Text shown:
[Begin]
In Cudahy, the U.S. Drug Enforcement Agency has seized almost 20 times more cocaine over the past five years than in Bell, a bordering city of similar size, and the city suffers more crime per capita than small towns nearby. It’s a city with 200 active gang members, where shootings are common though homicide rare — that is, until 11 killings occurred in the wake of the sheriff’s departure in 2003.”



The Town the Law Forgot

An L.A. ’burb is mired in gangs, cartels and south-of-the-border-style politics

Jeffrey Anderson

published: February 22, 2007

The first sign of trouble for Cudahy City Council candidate Tony Mendoza was a pair of thong panties mailed to his wife, with a note telling her to watch her husband’s back. Then came the phone calls — and the death threats.

A political novice in a tiny city of Mexican immigrants that hasn’t had an election since 1999, Mendoza had expected dirty tricks. But to his dismay, the caller, who spoke poor English and called every day for three days, said Mendoza would be killed if he did not leave Cudahy, a 1.2-square-mile city 10 miles southeast of downtown Los Angeles. After the third call, Mendoza pulled out of the March 6 race. “I have my family to think about,” he said.

Running for council seats against a slate of incumbents in a city infested with gangs and drugs, Danny Cota and Luis Garcia faced similar tactics. A truck owned by Garcia, a former city employee, was painted with graffiti, and ex-felon and Cudahy city employee Gerardo Vallejo sought a restraining order against Garcia for criminal threats. A judge tossed the complaint, but Garcia’s campaign was rattled.

In late December, at a holiday gathering at the City Club in downtown Los Angeles hosted by Mayor Antonio Villaraigosa, Cota ran into Bell Gardens City Councilman Mario Beltran, who was perplexed to see Cota, a 29-year-old teacher, hobnobbing and being photographed with Villaraigosa and others.
[End]
Data lines:
[Begin]
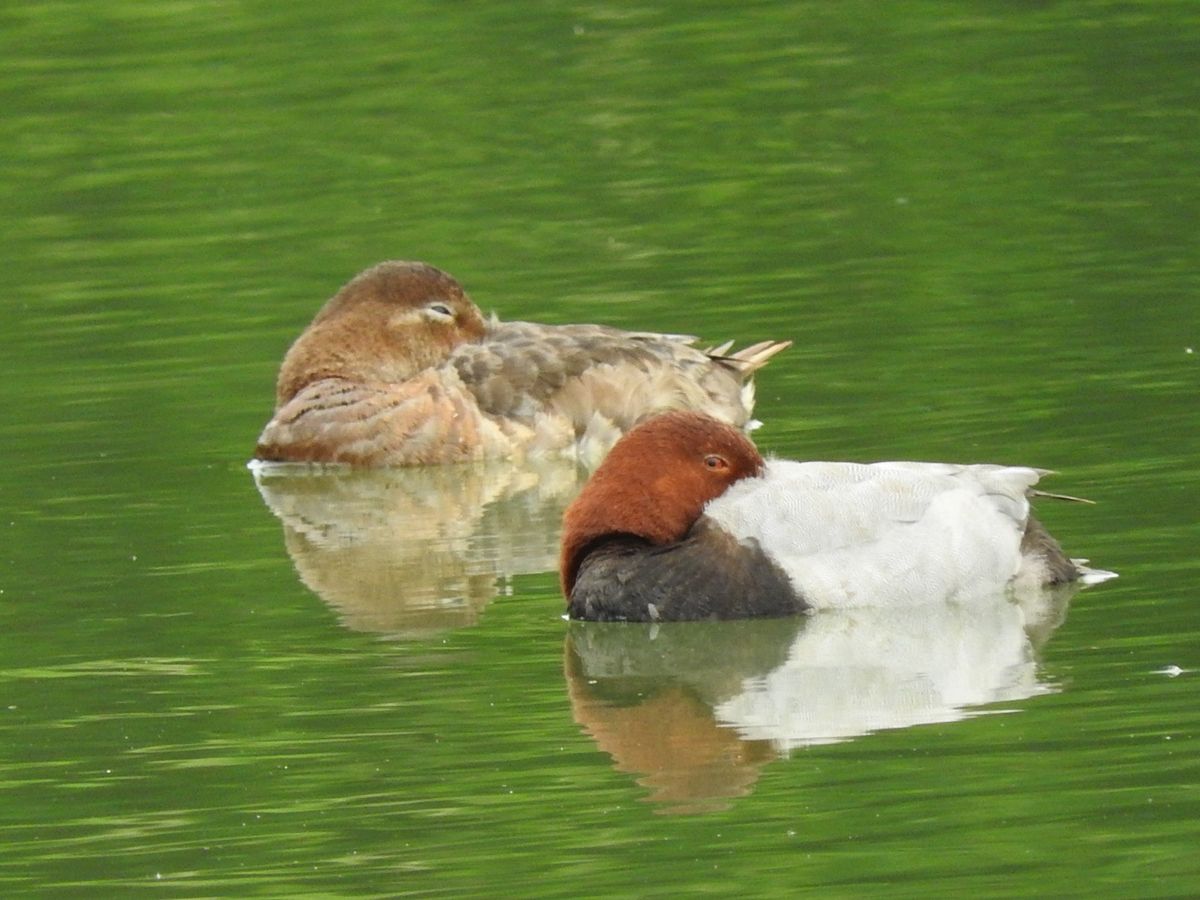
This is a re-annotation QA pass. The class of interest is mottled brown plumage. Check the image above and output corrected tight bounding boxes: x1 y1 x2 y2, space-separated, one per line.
[End]
Aim: Reproduce the passage of the Cudahy article from "Jeffrey Anderson" up to and including "the death threats.".

Answer to this problem:
Jeffrey Anderson

published: February 22, 2007

The first sign of trouble for Cudahy City Council candidate Tony Mendoza was a pair of thong panties mailed to his wife, with a note telling her to watch her husband’s back. Then came the phone calls — and the death threats.